§ What needs to be done
Copy the material below word for word, from the line containing "of the thumb" down to the end of the material.

§ Exercise input
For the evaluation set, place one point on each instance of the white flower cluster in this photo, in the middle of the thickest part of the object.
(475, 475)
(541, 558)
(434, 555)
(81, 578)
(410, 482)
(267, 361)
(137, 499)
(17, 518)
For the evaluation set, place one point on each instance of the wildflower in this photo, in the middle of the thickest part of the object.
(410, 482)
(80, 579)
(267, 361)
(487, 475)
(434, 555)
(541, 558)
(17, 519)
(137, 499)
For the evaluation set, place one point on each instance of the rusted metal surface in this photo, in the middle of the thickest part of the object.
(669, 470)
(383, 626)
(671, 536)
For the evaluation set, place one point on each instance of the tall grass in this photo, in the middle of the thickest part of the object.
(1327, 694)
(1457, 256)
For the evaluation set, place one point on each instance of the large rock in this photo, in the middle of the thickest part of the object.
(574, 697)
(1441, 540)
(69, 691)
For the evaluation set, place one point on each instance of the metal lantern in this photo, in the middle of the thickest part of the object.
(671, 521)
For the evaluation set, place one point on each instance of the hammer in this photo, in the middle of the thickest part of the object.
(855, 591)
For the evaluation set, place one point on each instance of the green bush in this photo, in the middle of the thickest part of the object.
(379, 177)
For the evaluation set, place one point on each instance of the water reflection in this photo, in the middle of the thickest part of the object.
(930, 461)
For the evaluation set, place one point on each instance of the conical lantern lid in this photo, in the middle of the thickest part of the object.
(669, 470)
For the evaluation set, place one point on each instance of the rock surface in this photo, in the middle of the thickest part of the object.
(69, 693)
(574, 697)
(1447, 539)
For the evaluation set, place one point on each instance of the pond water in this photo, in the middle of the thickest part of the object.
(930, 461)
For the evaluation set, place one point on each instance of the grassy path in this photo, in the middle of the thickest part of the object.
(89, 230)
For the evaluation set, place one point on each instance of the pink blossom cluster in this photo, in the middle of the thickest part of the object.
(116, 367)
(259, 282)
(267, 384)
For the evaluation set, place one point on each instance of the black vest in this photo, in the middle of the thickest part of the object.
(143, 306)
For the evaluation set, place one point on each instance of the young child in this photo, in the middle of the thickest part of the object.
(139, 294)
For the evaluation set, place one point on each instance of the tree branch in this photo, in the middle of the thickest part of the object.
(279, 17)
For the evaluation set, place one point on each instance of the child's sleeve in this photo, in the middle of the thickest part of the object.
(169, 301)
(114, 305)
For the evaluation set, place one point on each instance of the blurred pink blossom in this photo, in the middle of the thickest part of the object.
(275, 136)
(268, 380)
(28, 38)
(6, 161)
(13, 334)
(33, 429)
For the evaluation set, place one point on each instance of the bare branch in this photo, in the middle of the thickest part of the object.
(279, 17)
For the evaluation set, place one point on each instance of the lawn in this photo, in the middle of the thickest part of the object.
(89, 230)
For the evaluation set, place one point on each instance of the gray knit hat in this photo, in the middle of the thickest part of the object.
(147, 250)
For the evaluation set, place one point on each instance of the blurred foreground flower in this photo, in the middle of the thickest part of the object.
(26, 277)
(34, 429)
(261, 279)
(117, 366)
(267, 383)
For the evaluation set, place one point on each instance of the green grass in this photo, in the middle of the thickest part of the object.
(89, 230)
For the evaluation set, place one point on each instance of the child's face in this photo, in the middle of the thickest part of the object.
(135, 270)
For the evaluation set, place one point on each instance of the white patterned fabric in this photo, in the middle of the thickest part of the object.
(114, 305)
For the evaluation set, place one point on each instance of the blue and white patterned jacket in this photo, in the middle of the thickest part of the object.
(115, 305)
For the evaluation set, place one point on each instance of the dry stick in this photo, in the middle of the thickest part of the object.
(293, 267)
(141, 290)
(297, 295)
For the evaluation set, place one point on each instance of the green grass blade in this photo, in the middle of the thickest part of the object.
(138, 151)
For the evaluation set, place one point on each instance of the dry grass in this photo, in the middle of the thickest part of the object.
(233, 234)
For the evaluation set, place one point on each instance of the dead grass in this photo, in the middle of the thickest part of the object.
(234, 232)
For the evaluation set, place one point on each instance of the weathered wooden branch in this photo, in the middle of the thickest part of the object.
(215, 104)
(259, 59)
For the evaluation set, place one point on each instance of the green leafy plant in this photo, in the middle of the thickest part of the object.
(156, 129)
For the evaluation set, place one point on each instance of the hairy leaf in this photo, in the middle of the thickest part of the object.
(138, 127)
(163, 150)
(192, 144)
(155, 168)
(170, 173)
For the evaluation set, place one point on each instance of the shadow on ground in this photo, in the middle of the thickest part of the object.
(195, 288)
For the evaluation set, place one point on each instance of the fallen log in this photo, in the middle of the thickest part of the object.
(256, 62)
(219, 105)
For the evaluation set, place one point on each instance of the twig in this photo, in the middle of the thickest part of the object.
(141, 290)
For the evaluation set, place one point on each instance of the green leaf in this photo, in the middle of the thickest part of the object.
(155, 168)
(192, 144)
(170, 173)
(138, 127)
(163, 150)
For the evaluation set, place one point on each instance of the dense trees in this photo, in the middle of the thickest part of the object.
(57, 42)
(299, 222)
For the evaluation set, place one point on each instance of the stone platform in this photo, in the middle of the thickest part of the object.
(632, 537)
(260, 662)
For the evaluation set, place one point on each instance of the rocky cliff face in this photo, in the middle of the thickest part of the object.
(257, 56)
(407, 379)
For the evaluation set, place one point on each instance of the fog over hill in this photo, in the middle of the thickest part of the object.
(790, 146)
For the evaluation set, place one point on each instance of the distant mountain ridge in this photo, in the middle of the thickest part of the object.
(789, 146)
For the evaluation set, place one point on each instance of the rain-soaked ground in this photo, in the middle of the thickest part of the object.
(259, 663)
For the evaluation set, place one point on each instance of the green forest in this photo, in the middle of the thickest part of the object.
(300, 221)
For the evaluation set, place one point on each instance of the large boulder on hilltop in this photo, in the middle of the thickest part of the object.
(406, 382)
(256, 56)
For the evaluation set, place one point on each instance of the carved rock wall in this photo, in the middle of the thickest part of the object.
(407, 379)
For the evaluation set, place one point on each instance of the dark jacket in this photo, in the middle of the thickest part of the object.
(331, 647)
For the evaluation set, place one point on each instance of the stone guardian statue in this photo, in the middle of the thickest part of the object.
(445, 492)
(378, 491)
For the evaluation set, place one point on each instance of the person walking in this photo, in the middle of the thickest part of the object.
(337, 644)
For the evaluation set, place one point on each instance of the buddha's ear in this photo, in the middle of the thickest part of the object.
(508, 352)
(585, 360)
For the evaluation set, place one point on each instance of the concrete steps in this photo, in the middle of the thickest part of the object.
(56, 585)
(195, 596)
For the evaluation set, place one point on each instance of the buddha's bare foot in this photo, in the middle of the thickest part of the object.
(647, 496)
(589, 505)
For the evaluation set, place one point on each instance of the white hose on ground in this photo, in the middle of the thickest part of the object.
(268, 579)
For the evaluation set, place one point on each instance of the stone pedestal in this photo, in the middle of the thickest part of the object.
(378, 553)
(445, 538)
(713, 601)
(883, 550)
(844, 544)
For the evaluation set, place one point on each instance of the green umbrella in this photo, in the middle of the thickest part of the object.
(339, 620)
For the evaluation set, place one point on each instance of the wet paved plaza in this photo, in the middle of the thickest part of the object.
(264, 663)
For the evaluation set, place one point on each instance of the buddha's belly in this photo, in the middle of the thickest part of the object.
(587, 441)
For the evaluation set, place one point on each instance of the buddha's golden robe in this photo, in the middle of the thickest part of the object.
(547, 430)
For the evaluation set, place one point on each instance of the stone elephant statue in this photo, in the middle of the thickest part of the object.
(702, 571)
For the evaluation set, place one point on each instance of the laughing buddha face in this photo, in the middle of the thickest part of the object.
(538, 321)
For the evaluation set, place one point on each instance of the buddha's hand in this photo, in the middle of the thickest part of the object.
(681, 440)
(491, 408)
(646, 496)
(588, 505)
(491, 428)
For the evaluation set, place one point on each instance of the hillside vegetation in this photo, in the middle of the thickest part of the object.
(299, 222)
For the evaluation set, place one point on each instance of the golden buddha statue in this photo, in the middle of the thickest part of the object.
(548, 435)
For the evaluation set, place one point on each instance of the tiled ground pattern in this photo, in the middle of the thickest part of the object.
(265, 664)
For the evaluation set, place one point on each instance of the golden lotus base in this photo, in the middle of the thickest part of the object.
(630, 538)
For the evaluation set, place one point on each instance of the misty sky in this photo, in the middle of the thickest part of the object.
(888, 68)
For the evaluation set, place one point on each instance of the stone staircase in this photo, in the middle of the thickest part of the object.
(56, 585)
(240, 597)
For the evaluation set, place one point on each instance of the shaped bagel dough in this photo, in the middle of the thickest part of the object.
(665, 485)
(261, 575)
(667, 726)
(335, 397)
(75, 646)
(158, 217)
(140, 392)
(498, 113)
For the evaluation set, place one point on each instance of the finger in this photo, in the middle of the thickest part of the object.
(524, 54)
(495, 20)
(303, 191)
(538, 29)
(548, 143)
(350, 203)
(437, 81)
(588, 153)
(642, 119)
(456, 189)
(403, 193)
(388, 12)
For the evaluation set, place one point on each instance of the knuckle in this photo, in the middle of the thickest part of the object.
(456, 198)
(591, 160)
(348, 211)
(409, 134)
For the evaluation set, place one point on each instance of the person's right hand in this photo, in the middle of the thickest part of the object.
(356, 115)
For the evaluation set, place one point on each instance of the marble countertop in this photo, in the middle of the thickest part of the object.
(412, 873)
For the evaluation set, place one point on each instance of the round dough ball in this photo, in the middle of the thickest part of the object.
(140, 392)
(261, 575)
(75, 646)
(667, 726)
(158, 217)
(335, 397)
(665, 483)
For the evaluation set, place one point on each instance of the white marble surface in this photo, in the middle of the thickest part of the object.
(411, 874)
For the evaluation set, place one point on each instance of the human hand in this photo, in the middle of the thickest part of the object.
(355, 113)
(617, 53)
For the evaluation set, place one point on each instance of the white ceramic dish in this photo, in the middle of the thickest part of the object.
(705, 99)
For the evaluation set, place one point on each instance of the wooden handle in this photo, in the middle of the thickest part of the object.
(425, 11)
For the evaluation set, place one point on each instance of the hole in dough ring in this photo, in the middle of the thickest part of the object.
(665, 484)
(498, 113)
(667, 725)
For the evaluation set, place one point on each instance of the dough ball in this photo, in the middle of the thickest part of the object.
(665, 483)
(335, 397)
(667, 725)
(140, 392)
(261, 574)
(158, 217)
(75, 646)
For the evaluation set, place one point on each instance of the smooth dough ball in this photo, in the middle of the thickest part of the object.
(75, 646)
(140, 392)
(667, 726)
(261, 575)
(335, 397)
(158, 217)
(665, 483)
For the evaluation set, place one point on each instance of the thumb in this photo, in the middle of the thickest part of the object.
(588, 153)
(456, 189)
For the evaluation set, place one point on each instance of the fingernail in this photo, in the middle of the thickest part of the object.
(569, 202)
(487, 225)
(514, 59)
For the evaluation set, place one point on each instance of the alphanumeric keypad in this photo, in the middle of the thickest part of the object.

§ Complete answer
For the evaluation set, place one point on each instance of the thumb in this photo, in the middle of the thickest part of the object.
(588, 153)
(456, 189)
For the evaluation set, place one point on each instance of the fingernail in this photo, in the middle of the thickest part of the object.
(569, 202)
(487, 225)
(514, 59)
For the evaluation set, place one point on each instance of the alphanumeric keypad in this photo, in the middle of the thickest part of the object.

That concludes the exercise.